◆ **TEXT TO READ**
So his year-end getaway to a small French village is fitting for the passive rock star. It’s at least his second trip to the region during the past 12 months, and the first one turned out quite nicely for he and his mates. This return trip made sense.

* * *

Hey Venus!, the Super Furry Animals’ new and eighth studio album, is a pop onslaught. The most forward release of the band’s decade-plus career, it barrels through 11 songs in slightly more than a half-hour. It’s a step back toward the streamlined from their past two records, Love Kraft and Phantom Power, which clock in at about an hour apiece. Even 2000’s Mwng, reportedly the largest-selling album sung entirely in their native Welsh language, almost doubled the length of the band’s current output.

If Hey Venus! is not the SFA’s best work, it’s not far off. Without losing any of the swirling trickery from those lengthier recordings, it reigns in the studio playtime and roots itself entirely in the glorious melodies that the band has utilized here and there for years. In doing so, the 5-piece sounds thicker than ever. Instead of relying on fuzzy structures and out-of-the-blue arrangements, the band opted for its most traditionally Brit-pop take on psychedelia. Although grouped with other festival regulars from the mid-’90s wave of Pulp, Blur and the like, the Super Furry Animals always have been an association more of geography than fidelity. Not anymore. Hey Venus! is rock in the spirit of Different Class and Parklife.

◆ **DATA SHOWN**
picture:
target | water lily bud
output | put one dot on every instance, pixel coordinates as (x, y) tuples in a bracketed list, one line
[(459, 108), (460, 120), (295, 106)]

◆ **YOUR TASK**
In the review of Hey Venus! above, which album is reported to be the largest-selling album sung entirely in Welsh?

◆ **WRITTEN REPLY**
Mwng, the Super Furry Animals' 2000 album.